▶ Instruction:
Go through the entries and transcribe each one exactly, dropping the pictures.

----------

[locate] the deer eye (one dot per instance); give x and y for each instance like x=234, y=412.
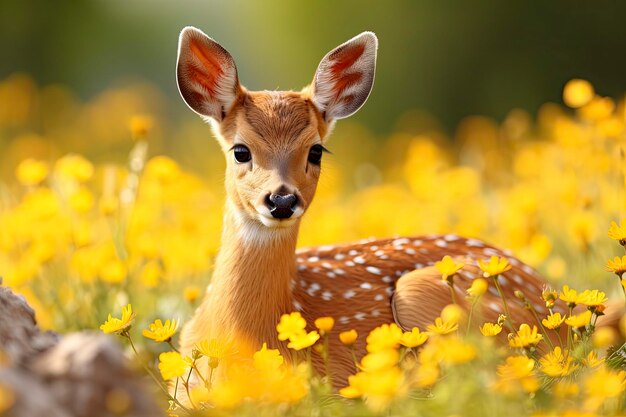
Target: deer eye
x=242, y=154
x=315, y=154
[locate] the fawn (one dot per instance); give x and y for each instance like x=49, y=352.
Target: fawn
x=274, y=143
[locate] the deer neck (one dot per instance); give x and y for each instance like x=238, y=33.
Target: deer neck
x=251, y=286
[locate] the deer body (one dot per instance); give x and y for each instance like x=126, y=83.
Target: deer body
x=273, y=142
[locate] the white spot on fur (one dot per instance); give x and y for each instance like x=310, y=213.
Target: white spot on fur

----------

▶ Result below:
[locate] the deer eye (one dot per instance); give x and y for each instance like x=234, y=412.
Target: deer eye
x=242, y=154
x=315, y=154
[locate] the fawn (one dot per instance); give x and y for each instance like x=49, y=352.
Target: fawn
x=274, y=143
[locate] the deer neck (one dot per instance); give x and y for each instance like x=238, y=33.
Target: deer neck
x=251, y=286
[locate] the deer body (one dot per instance); give x and y for each instance like x=126, y=83.
Target: deer body
x=273, y=142
[locate] the white spot on fur (one dot per instance); give x and y for each instance like x=310, y=213.
Target: white spot on fur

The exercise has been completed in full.